- **TASK DATA**:
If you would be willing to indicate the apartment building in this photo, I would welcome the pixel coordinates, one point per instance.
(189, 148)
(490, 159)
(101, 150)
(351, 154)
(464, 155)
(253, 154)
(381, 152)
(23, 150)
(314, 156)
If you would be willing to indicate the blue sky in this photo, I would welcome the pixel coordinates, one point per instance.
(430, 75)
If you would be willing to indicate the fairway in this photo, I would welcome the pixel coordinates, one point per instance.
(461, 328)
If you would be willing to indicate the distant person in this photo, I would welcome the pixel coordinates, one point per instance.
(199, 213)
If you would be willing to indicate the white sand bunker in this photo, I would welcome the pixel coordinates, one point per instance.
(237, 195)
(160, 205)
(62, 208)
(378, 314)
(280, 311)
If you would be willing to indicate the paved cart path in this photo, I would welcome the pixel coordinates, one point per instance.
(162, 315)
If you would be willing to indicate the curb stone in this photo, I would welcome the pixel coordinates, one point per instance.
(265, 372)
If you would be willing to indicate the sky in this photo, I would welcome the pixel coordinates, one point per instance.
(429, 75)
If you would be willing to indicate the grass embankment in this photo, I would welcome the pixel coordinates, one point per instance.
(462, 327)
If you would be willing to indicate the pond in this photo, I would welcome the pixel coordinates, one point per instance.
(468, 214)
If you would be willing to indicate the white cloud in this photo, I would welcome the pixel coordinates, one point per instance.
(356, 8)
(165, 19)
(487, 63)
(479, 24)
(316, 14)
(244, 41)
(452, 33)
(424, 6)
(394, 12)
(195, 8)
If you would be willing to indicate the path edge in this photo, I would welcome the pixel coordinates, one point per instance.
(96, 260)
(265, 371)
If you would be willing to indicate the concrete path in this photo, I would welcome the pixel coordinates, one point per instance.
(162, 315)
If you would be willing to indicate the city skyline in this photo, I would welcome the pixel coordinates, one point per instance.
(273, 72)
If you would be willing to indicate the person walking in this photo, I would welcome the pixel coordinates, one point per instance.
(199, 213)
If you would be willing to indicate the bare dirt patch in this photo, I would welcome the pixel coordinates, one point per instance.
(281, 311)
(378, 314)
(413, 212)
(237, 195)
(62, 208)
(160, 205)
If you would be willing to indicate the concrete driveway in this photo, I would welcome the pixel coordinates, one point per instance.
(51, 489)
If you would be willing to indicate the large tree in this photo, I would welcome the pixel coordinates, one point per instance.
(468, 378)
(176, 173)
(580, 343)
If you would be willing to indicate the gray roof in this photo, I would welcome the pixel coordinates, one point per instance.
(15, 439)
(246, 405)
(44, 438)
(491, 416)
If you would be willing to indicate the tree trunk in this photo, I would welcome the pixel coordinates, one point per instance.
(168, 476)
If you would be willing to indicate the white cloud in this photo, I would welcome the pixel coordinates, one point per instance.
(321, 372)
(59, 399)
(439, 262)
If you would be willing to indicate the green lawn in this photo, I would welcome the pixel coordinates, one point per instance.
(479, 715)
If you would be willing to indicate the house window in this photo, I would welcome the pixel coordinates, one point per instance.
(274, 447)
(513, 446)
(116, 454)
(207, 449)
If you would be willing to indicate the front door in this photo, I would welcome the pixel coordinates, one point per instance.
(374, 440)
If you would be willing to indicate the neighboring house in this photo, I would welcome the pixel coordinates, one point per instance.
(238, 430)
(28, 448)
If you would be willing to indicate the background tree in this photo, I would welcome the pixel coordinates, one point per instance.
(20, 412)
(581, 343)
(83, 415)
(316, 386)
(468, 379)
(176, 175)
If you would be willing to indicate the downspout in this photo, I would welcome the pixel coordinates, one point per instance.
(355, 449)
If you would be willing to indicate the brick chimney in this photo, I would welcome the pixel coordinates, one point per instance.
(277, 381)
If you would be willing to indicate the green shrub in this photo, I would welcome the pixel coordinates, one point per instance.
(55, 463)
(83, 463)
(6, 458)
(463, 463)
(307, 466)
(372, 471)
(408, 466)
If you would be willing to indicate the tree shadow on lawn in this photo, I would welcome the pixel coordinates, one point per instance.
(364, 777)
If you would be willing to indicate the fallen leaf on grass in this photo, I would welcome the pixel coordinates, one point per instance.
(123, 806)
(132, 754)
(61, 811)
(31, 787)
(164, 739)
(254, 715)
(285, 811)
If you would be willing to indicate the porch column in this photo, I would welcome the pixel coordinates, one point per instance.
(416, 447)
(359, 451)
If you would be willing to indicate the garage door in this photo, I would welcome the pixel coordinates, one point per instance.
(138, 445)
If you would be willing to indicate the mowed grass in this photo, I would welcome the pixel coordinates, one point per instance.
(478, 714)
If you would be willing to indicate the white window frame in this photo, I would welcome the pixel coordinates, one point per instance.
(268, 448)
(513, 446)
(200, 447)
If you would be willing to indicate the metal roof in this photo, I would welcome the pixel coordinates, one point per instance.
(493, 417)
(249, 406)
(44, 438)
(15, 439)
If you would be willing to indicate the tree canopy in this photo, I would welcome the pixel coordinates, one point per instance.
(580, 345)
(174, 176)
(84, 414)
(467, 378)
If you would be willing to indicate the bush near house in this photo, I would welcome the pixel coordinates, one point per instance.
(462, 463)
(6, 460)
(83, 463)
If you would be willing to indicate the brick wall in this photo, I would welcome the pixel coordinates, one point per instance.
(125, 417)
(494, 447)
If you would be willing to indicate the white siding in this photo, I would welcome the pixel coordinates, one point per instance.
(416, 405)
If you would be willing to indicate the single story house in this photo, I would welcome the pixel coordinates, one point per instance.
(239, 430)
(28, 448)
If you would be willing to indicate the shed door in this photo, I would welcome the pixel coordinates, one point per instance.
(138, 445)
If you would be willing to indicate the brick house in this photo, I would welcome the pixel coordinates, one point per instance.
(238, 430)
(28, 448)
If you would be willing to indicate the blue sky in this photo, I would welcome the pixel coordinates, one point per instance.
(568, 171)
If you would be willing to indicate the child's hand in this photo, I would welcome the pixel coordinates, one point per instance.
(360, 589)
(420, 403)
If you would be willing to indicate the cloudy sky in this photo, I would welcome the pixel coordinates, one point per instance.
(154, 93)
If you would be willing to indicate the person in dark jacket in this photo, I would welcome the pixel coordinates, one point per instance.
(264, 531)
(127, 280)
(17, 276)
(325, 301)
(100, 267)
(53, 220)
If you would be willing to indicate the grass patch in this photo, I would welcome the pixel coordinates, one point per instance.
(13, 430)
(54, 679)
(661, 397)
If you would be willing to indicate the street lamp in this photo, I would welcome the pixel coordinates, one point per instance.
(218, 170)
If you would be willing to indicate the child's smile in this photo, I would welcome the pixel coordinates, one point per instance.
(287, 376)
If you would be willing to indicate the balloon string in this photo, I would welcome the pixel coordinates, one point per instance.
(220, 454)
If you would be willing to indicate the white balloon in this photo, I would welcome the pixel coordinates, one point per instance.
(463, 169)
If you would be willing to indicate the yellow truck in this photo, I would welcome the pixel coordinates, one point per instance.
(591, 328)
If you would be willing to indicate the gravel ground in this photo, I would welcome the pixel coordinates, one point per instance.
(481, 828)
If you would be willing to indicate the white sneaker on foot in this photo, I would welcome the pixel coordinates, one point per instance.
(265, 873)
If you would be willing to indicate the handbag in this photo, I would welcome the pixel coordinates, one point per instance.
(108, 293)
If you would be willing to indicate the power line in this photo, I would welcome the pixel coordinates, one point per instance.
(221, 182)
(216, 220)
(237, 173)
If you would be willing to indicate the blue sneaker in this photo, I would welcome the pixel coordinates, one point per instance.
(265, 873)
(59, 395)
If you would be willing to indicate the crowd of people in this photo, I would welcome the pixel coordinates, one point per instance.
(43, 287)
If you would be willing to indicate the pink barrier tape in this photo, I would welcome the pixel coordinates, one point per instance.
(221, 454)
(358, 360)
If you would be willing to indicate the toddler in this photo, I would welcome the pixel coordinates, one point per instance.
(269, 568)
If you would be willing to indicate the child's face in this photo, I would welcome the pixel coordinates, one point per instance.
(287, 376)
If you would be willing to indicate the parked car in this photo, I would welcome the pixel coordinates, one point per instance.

- **YOUR INSTRUCTIONS**:
Please copy out, unchanged, everything from the line containing "If you would be willing to indicate the toddler" down to the end of the rows.

- **THE ANSWER**:
If you would be willing to indicate the toddler in this photo, I would welcome the pixel coordinates, one point per instance.
(269, 568)
If you would be willing to indicate the child's face in this photo, I would welcome the pixel coordinates, one point per instance.
(287, 376)
If you would be willing to indicate the parked car in this photo, I would welcome the pixel coordinates, one point per instance.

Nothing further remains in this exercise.